| Brief |
Copy out every one of the following records word for word, keeping each line unchanged.

┏━━

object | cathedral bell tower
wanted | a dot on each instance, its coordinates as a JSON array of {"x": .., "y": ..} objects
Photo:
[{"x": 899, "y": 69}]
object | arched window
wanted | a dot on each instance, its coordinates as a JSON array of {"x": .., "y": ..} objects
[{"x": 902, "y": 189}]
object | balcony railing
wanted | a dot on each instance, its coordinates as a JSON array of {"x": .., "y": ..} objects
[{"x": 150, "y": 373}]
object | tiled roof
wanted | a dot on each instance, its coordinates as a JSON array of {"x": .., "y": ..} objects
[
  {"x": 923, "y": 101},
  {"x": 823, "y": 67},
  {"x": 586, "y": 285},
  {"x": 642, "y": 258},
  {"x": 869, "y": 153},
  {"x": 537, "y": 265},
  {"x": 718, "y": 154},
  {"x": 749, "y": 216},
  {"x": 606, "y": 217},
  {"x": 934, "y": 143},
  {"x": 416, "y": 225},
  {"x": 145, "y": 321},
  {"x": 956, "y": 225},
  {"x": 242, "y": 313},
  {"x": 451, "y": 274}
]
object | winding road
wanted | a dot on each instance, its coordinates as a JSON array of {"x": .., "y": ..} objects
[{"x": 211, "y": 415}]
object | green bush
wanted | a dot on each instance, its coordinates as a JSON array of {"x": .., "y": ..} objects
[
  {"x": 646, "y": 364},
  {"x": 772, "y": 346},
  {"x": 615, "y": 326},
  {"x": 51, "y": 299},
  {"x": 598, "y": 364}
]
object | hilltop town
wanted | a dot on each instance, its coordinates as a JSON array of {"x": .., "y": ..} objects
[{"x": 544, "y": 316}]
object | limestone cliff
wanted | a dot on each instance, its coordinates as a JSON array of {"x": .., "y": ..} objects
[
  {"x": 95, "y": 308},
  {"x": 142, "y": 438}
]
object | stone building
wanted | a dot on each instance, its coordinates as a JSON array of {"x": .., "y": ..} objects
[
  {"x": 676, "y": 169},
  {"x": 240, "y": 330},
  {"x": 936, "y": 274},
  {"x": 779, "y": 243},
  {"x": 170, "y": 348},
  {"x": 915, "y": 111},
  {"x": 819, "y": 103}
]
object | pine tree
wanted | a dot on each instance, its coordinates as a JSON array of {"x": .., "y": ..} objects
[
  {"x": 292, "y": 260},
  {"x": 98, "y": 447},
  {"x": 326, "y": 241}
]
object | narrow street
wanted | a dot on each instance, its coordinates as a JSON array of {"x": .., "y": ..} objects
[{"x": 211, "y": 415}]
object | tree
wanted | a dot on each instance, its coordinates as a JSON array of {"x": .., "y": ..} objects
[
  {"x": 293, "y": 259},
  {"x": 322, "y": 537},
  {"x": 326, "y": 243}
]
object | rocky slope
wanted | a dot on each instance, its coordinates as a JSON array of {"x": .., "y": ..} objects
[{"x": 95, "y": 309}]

┗━━

| Correct result |
object | cathedral bell tower
wanted | a dot on each instance, its coordinates as a JSON array of {"x": .., "y": ..} objects
Photo:
[{"x": 899, "y": 69}]
object | arched window
wanted | a dot on each instance, its coordinates as a JSON array of {"x": .., "y": ..} objects
[{"x": 902, "y": 189}]
object | balcony railing
wanted | a dot on each instance, its coordinates as a JSON array of {"x": .., "y": ..} objects
[{"x": 150, "y": 373}]
object | tiled roof
wanted | a dot on each instance, its coordinates as a JSON array of {"x": .., "y": ..} objects
[
  {"x": 923, "y": 101},
  {"x": 823, "y": 67},
  {"x": 586, "y": 285},
  {"x": 642, "y": 258},
  {"x": 869, "y": 153},
  {"x": 537, "y": 265},
  {"x": 718, "y": 154},
  {"x": 749, "y": 216},
  {"x": 606, "y": 217},
  {"x": 934, "y": 143},
  {"x": 416, "y": 225},
  {"x": 145, "y": 321},
  {"x": 956, "y": 225},
  {"x": 242, "y": 313},
  {"x": 451, "y": 274}
]
object | winding road
wanted | a dot on each instance, its coordinates as a JSON array of {"x": .., "y": ..} objects
[{"x": 211, "y": 415}]
object | green bush
wanted | a dot on each instance, its coordinates as a JSON array of {"x": .., "y": ..} objects
[
  {"x": 646, "y": 364},
  {"x": 772, "y": 346},
  {"x": 615, "y": 326},
  {"x": 51, "y": 299},
  {"x": 598, "y": 364}
]
object | hilltop town
wanted | a dot on each instance, its coordinates as a JSON array of {"x": .., "y": ..} objects
[{"x": 544, "y": 316}]
object | limestone cliff
wanted | a dot on each instance, its coordinates as a JSON array of {"x": .., "y": ..} objects
[
  {"x": 95, "y": 308},
  {"x": 142, "y": 438}
]
object | stone building
wanted | a dot on each instance, its coordinates as a JSON array of {"x": .., "y": ..} objects
[
  {"x": 676, "y": 169},
  {"x": 240, "y": 330},
  {"x": 936, "y": 274},
  {"x": 779, "y": 243},
  {"x": 170, "y": 348},
  {"x": 915, "y": 111},
  {"x": 819, "y": 103}
]
object | pine tree
wanted | a dot on each instance, its coordinates as a JSON array of {"x": .., "y": ..} objects
[
  {"x": 292, "y": 260},
  {"x": 98, "y": 447},
  {"x": 326, "y": 241}
]
object | narrow street
wanted | a dot on each instance, its coordinates as a JSON array of {"x": .., "y": ..} objects
[{"x": 211, "y": 415}]
object | tree
wanted | a dot on each instance, its coordinates as a JSON array of {"x": .., "y": ..} objects
[
  {"x": 293, "y": 259},
  {"x": 322, "y": 537},
  {"x": 326, "y": 243}
]
object | rocky slope
wanted | a dot on each instance, its coordinates as a JSON array of {"x": .., "y": ..} objects
[{"x": 95, "y": 309}]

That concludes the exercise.